- DIRECTION
Please return the material below word for word, with every line unchanged.

Extracted data entries
* Start *
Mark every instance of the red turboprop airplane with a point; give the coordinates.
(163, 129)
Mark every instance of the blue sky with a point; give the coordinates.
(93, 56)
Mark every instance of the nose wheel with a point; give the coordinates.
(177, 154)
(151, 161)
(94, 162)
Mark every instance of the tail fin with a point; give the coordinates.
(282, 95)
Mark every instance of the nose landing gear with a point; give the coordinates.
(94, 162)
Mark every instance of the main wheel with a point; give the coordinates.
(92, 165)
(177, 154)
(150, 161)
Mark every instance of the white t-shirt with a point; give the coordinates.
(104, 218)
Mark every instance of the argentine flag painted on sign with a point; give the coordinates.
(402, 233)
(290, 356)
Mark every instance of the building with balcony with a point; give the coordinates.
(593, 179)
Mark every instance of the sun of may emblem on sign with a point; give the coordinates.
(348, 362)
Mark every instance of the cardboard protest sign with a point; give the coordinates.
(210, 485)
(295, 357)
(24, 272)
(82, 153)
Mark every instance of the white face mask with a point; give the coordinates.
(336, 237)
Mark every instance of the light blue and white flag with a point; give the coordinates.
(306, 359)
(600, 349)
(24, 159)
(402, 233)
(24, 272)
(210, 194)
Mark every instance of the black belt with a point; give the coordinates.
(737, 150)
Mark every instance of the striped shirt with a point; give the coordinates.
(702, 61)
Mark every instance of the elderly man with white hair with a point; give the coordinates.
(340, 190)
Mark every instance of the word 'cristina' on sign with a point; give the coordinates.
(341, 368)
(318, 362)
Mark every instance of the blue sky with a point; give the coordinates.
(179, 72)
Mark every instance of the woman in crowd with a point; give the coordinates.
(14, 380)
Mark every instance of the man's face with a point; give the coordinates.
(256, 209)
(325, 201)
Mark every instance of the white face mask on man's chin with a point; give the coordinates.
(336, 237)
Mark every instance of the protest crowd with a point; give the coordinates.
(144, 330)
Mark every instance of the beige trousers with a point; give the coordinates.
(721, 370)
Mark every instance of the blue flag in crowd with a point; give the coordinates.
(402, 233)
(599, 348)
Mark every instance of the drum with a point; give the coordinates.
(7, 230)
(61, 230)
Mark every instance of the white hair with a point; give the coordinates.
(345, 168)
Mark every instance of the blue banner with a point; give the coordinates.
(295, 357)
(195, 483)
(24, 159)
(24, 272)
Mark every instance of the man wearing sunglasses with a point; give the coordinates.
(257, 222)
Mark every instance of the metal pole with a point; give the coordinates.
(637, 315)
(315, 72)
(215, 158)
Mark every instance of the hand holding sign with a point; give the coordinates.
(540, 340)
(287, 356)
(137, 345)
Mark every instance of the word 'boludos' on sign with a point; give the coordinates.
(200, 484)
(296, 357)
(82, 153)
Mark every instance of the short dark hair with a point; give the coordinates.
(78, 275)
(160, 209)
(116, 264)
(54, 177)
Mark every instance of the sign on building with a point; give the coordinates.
* End *
- EXPECTED ANSWER
Mark every instance of the red turboprop airplane with a point; give the coordinates.
(163, 129)
Mark every instance of the blue sky with a point; give the coordinates.
(93, 56)
Mark every instance of the nose wheel with a point; give the coordinates.
(177, 154)
(151, 161)
(94, 162)
Mark every instance of the tail fin with a point; give the coordinates.
(282, 95)
Mark every instance of the nose landing gear with a point; give the coordinates.
(94, 162)
Mark every instance of the main wheel with a point; give the coordinates.
(92, 165)
(177, 154)
(150, 161)
Mark every instance of the white t-shirt with a point; give the coordinates.
(104, 218)
Mark every instance of the argentine flag painted on sign with a point; give the coordinates.
(402, 233)
(290, 356)
Mark every instance of the building with balcony with a point; give the coordinates.
(593, 179)
Mark every instance of the sun of may emblem on sign with a point; give the coordinates.
(348, 362)
Mark every instance of the cardboard protest sign with a point; give the coordinates.
(210, 485)
(295, 357)
(24, 272)
(82, 153)
Mark every instance of the white face mask with a point; give the coordinates.
(336, 237)
Mark every instance of the light blue and white flag with a point; give the coordinates.
(306, 359)
(600, 349)
(24, 159)
(402, 233)
(24, 272)
(210, 194)
Mark every instance of the black belt with a point; give the coordinates.
(737, 150)
Mark every instance of the striped shirt with a point; give the coordinates.
(702, 61)
Mark every instance of the elderly man with white hair with a point; give the coordinates.
(340, 190)
Mark every instance of the word 'cristina' on sign with a point; give the coordinates.
(341, 368)
(318, 362)
Mark every instance of the blue sky with a point; give the coordinates.
(179, 72)
Mark every instance of the woman in crowd with a point; give the coordinates.
(14, 380)
Mark every instance of the man's face with a point; give the coordinates.
(256, 209)
(325, 201)
Mark every instance of the white face mask on man's chin with a point; give the coordinates.
(336, 237)
Mark every instance of the protest crowd with a point; give the coordinates.
(144, 330)
Mark every instance of the beige trousers with a point; give the coordinates.
(721, 370)
Mark every instance of the blue flag in crowd with a point; give the coordinates.
(402, 233)
(599, 348)
Mark every instance of the drum with a point; give the coordinates.
(7, 230)
(61, 230)
Mark every instance of the white hair with a point; give the coordinates.
(345, 168)
Mark every instance of the blue banner with a point; give the coordinates.
(295, 357)
(195, 483)
(24, 159)
(24, 272)
Mark every instance of the man wearing sunglasses with a point; give the coordinates.
(257, 222)
Mark every instance of the metal pole with a point; give the coordinates.
(637, 315)
(315, 72)
(215, 158)
Mark every instance of the hand holding sign with a point; give the coordinates.
(540, 340)
(287, 356)
(137, 345)
Mark every instance of the word 'boludos' on sign with a point; give the coordinates.
(200, 484)
(296, 357)
(82, 153)
Mark every instance of the short dark hair with a point; give the coordinates.
(78, 275)
(160, 209)
(116, 264)
(54, 177)
Mark every instance of the sign on building with a point; give the coordinates.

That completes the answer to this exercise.